> Do this
Return all of the entries exactly as written.

[Dataset rows]
________________________________________

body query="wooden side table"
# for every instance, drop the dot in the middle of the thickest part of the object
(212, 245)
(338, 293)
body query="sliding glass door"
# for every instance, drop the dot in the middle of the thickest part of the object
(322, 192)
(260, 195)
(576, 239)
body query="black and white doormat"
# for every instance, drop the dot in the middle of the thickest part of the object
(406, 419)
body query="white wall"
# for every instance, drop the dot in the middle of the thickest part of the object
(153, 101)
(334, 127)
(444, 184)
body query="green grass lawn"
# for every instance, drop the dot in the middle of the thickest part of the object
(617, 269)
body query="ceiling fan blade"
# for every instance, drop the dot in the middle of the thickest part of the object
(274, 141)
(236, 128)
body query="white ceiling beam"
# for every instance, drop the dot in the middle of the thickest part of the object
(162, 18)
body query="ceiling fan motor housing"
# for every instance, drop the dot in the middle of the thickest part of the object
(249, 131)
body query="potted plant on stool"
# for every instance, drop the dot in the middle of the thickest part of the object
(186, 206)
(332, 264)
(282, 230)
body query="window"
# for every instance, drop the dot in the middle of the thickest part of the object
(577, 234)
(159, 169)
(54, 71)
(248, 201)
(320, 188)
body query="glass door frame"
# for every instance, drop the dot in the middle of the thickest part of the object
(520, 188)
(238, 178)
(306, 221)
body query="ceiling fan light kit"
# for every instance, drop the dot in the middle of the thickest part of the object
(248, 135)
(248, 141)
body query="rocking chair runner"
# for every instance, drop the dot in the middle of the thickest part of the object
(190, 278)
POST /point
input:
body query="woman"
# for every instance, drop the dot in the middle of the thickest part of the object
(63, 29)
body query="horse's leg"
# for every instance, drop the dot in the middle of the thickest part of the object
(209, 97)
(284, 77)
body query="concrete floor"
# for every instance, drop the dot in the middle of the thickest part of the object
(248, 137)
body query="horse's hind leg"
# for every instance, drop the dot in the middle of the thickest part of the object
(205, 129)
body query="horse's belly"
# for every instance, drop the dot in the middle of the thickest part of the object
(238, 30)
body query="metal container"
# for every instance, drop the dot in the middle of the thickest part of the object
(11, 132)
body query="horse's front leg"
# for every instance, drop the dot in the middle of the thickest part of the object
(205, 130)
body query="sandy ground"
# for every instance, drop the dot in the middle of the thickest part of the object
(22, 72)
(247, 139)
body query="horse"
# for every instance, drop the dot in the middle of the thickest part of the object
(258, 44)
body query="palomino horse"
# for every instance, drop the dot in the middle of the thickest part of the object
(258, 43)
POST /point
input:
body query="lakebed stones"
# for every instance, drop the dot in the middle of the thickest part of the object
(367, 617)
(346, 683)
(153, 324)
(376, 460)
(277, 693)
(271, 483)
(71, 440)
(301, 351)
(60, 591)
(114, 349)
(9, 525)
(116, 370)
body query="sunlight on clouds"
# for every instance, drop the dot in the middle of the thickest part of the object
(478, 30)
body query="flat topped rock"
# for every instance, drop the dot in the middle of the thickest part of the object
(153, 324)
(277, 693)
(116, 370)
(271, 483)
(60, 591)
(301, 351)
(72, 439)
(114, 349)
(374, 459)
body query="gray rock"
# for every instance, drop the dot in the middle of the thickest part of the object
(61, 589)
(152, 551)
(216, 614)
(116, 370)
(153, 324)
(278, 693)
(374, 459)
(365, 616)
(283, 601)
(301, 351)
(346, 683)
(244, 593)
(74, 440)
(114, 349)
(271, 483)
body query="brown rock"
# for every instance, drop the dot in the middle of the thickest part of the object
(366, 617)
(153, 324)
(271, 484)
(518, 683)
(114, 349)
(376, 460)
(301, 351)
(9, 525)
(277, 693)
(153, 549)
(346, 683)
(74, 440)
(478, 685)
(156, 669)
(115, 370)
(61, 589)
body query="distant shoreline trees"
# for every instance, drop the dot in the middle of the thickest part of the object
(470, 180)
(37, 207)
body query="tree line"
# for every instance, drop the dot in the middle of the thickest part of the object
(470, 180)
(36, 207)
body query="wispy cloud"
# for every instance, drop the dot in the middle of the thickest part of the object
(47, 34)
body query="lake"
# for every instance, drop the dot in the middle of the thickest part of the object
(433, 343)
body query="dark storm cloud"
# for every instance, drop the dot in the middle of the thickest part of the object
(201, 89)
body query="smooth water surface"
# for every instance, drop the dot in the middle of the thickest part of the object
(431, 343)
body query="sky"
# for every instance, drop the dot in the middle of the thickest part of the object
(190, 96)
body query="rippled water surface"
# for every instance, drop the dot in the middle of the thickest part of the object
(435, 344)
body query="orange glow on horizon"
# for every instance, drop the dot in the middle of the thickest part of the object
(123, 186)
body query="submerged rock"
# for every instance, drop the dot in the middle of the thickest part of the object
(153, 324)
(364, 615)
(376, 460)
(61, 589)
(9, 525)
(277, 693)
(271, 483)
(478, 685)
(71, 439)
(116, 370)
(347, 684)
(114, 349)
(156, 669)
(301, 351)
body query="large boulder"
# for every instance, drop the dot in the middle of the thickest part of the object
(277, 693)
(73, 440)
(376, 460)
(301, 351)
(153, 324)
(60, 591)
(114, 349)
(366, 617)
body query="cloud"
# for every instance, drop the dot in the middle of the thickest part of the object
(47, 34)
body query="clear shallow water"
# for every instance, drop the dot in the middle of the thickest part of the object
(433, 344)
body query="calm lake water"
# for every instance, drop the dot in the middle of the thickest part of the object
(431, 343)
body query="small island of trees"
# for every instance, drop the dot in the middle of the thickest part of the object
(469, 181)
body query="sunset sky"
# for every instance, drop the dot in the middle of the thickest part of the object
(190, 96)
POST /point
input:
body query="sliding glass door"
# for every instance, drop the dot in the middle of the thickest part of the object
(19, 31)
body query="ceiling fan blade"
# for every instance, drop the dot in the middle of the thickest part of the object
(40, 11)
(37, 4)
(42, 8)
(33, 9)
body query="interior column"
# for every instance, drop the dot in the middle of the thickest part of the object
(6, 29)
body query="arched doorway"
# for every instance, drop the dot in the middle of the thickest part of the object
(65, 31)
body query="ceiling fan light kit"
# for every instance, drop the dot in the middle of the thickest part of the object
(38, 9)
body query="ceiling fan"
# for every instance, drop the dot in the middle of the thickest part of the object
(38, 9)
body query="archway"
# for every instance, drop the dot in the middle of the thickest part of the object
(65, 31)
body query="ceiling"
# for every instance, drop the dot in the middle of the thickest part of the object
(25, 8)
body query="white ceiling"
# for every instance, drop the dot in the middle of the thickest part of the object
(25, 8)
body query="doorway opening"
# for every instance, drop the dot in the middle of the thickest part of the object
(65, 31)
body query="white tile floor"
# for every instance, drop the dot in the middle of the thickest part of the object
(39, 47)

________________________________________

> Solved problem
body query="wooden side table"
# for every instance, drop the dot in the middle of the thickest part of the object
(212, 245)
(338, 293)
body query="sliding glass door"
# for every instance, drop the dot in the middle of the thickest part of the object
(322, 192)
(260, 195)
(576, 239)
body query="black and white doormat"
# for every instance, drop the dot in the middle of the thickest part of the object
(406, 419)
body query="white wall"
# for every instance, drop the dot in the middle of the thickest part of the object
(153, 101)
(334, 127)
(444, 184)
body query="green grass lawn"
# for every instance, drop the dot in the middle of the thickest part of the object
(617, 269)
body query="ceiling fan blade"
# for every instance, drop the dot in the middle of the thickest part of the object
(274, 141)
(236, 128)
body query="white ceiling beam"
# for every instance, drop the dot in the middle of the thickest part of the object
(162, 18)
body query="ceiling fan motor housing"
# for every instance, drop the dot in the middle of the thickest part of the object
(249, 131)
body query="potted plant on stool"
# for every instance, drop the dot in the middle of the thickest part of the object
(186, 206)
(332, 264)
(282, 230)
body query="window"
# for every instance, drop the dot in the middle of the thickest part of the object
(577, 234)
(159, 169)
(54, 71)
(248, 201)
(320, 188)
body query="glass door frame"
# for every instance, drop the dot in the middle of the thickest part of the object
(520, 188)
(238, 178)
(306, 221)
body query="ceiling fan light kit"
# for every instance, drop the dot in the middle of the thickest part of the object
(248, 135)
(248, 141)
body query="rocking chair runner"
# for every instance, drop the dot in the middle of the thickest part of the object
(190, 278)
POST /point
input:
body query="woman"
# for every instance, drop the dot in the middle of the thickest part of the object
(63, 29)
body query="horse's leg"
# for every instance, drop the dot in the middle of the thickest part of the object
(209, 97)
(284, 77)
body query="concrete floor"
# for every instance, drop the dot in the middle of the thickest part of the object
(248, 137)
body query="horse's hind leg"
# for every instance, drop the dot in the middle of the thickest part of the object
(205, 129)
body query="horse's belly"
# for every instance, drop the dot in the middle of the thickest part of the object
(238, 30)
body query="metal container"
# for every instance, drop the dot in the middle of the thickest part of the object
(11, 132)
body query="horse's front leg"
# for every instance, drop the dot in the middle of the thickest part of the object
(205, 130)
body query="sandy ground"
# for every instance, drop the dot in the middle of the thickest part of the object
(22, 72)
(247, 139)
body query="horse"
# for every instance, drop the dot in the middle of the thickest part of the object
(258, 44)
body query="palomino horse"
# for every instance, drop the dot in the middle of the thickest part of the object
(258, 43)
POST /point
input:
body query="lakebed stones"
# for every instance, drop the dot in the middle of the thickest part of the object
(367, 617)
(346, 683)
(153, 324)
(376, 460)
(277, 693)
(271, 483)
(71, 440)
(301, 351)
(60, 591)
(114, 349)
(9, 525)
(116, 370)
body query="sunlight on clouds"
# for every instance, drop the dot in the middle of the thickest part of the object
(478, 30)
body query="flat topped rock"
# for every instance, drop the dot in the middle of the thickest part of the object
(153, 324)
(277, 693)
(116, 370)
(271, 483)
(60, 591)
(301, 351)
(72, 439)
(114, 349)
(374, 459)
body query="gray rock"
# for every instance, drop the dot in the middle of the thickest part of the object
(61, 589)
(152, 551)
(216, 614)
(116, 370)
(153, 324)
(278, 693)
(374, 459)
(365, 616)
(283, 601)
(301, 351)
(346, 683)
(244, 593)
(74, 440)
(114, 349)
(271, 483)
body query="brown rock"
# for every instance, drop the dot in the middle of the thickest part of the object
(366, 617)
(153, 324)
(271, 484)
(518, 683)
(114, 349)
(376, 460)
(301, 351)
(9, 525)
(277, 693)
(153, 549)
(346, 683)
(74, 440)
(478, 685)
(156, 669)
(115, 370)
(61, 589)
body query="distant shoreline trees"
# for every instance, drop the dot in the middle of the thickest part of the object
(470, 180)
(37, 207)
body query="tree line"
# for every instance, drop the dot in the middle of the thickest part of the object
(470, 180)
(36, 207)
body query="wispy cloud"
# for every instance, drop the dot in the middle of the thickest part of the object
(47, 34)
body query="lake"
# for every instance, drop the dot in the middle of the thickest part of the object
(433, 343)
body query="dark storm cloud"
# for every instance, drop the dot in the middle of the thickest part of the object
(201, 89)
body query="smooth water surface"
# for every instance, drop the dot in the middle of the thickest part of the object
(431, 343)
body query="sky"
# for every instance, drop the dot in the middle of the thickest part of the object
(190, 96)
body query="rippled water surface"
# for every instance, drop the dot in the middle of the thickest part of the object
(435, 344)
body query="orange glow on horizon"
# for every instance, drop the dot in the middle of the thickest part of the object
(123, 186)
body query="submerged rock"
# for every instance, drop the dot in the middle of the thickest part of the object
(153, 324)
(364, 615)
(376, 460)
(61, 589)
(9, 525)
(277, 693)
(271, 483)
(478, 685)
(71, 439)
(116, 370)
(347, 684)
(114, 349)
(156, 669)
(301, 351)
body query="large boulder"
# for every instance, drop the dot in the middle of the thickest part of the object
(277, 693)
(73, 440)
(376, 460)
(301, 351)
(153, 324)
(60, 591)
(114, 349)
(366, 617)
body query="cloud"
# for every instance, drop the dot in the middle of the thickest part of the object
(47, 34)
body query="clear shallow water"
# for every instance, drop the dot in the middle of the thickest part of the object
(433, 344)
body query="calm lake water"
# for every instance, drop the dot in the middle of the thickest part of the object
(431, 343)
body query="small island of trees"
# for every instance, drop the dot in the middle of the thickest part of the object
(469, 181)
body query="sunset sky"
# for every instance, drop the dot in the middle of the thickest part of the object
(190, 96)
POST /point
input:
body query="sliding glass door"
# for every instance, drop the dot in the middle of the thickest part of the object
(19, 31)
body query="ceiling fan blade"
# for every instance, drop the dot in the middle of the thickest part of the object
(40, 11)
(37, 4)
(42, 8)
(33, 9)
body query="interior column"
# for every instance, drop the dot in the middle of the thickest part of the object
(6, 29)
body query="arched doorway"
# for every instance, drop the dot in the middle of the thickest part of the object
(65, 31)
body query="ceiling fan light kit"
# for every instance, drop the dot in the middle of the thickest part of the object
(38, 9)
body query="ceiling fan"
# for every instance, drop the dot in the middle of the thickest part of the object
(38, 9)
body query="archway"
# for every instance, drop the dot in the middle of the thickest part of the object
(65, 31)
body query="ceiling"
# for every instance, drop the dot in the middle of the thickest part of the object
(25, 8)
body query="white ceiling"
# for every instance, drop the dot in the middle of the thickest part of the object
(25, 8)
body query="doorway opening"
# for every instance, drop the dot in the middle of the thickest part of the object
(65, 31)
body query="white tile floor"
# for every instance, drop the dot in the middle of the thickest part of the object
(39, 47)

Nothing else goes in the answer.